## Exercise
Put every line of the listing below, from the line containing "leaf visible in it." through the last line of the listing, into a Markdown table with a Row column for the row number and a Line column for the line itself. Leave out blank lines.

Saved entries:
======
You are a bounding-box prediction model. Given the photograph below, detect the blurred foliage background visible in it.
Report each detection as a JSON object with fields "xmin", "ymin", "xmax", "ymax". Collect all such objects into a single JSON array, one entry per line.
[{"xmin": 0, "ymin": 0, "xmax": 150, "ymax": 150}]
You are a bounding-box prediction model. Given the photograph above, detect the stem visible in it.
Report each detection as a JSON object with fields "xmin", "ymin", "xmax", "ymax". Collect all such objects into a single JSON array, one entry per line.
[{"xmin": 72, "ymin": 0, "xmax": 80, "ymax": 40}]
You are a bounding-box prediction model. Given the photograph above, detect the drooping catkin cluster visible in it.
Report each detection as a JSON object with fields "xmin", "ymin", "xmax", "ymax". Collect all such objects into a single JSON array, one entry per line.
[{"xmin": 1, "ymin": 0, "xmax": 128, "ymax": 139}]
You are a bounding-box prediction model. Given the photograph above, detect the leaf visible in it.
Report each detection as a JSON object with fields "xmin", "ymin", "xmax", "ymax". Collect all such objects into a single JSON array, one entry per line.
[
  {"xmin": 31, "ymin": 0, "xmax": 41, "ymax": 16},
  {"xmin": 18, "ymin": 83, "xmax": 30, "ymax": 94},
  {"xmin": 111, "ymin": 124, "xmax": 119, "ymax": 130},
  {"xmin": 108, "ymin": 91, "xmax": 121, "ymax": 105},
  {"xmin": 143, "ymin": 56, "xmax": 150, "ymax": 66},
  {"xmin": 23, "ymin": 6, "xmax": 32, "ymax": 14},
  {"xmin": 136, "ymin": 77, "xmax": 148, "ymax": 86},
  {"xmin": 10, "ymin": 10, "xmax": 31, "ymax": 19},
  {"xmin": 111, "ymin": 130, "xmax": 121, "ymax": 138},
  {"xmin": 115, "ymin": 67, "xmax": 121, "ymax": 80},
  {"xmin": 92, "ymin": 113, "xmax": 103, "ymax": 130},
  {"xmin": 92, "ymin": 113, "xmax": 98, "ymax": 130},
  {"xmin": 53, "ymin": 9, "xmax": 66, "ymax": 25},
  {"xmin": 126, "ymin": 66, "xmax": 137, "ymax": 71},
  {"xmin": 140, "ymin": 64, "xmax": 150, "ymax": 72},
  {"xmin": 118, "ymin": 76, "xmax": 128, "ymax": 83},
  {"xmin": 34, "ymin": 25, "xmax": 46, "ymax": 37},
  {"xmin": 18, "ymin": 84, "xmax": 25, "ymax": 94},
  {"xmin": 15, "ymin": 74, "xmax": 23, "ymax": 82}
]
======
## Solved problem
| Row | Line |
|---|---|
| 1 | You are a bounding-box prediction model. Given the photograph above, detect the leaf visible in it. |
| 2 | Report each detection as a JSON object with fields "xmin", "ymin", "xmax", "ymax". Collect all such objects into a single JSON array, one entry per line. |
| 3 | [ |
| 4 |   {"xmin": 31, "ymin": 0, "xmax": 41, "ymax": 16}, |
| 5 |   {"xmin": 18, "ymin": 83, "xmax": 30, "ymax": 94}, |
| 6 |   {"xmin": 111, "ymin": 124, "xmax": 119, "ymax": 130}, |
| 7 |   {"xmin": 108, "ymin": 91, "xmax": 121, "ymax": 105}, |
| 8 |   {"xmin": 143, "ymin": 56, "xmax": 150, "ymax": 66}, |
| 9 |   {"xmin": 23, "ymin": 6, "xmax": 32, "ymax": 14}, |
| 10 |   {"xmin": 136, "ymin": 77, "xmax": 148, "ymax": 86}, |
| 11 |   {"xmin": 10, "ymin": 10, "xmax": 31, "ymax": 19}, |
| 12 |   {"xmin": 111, "ymin": 130, "xmax": 121, "ymax": 138}, |
| 13 |   {"xmin": 115, "ymin": 67, "xmax": 121, "ymax": 80}, |
| 14 |   {"xmin": 92, "ymin": 113, "xmax": 103, "ymax": 130}, |
| 15 |   {"xmin": 92, "ymin": 113, "xmax": 98, "ymax": 130}, |
| 16 |   {"xmin": 53, "ymin": 9, "xmax": 66, "ymax": 25}, |
| 17 |   {"xmin": 126, "ymin": 66, "xmax": 137, "ymax": 71}, |
| 18 |   {"xmin": 140, "ymin": 64, "xmax": 150, "ymax": 72}, |
| 19 |   {"xmin": 118, "ymin": 76, "xmax": 128, "ymax": 83}, |
| 20 |   {"xmin": 34, "ymin": 25, "xmax": 46, "ymax": 37}, |
| 21 |   {"xmin": 18, "ymin": 84, "xmax": 25, "ymax": 94}, |
| 22 |   {"xmin": 15, "ymin": 74, "xmax": 23, "ymax": 82} |
| 23 | ] |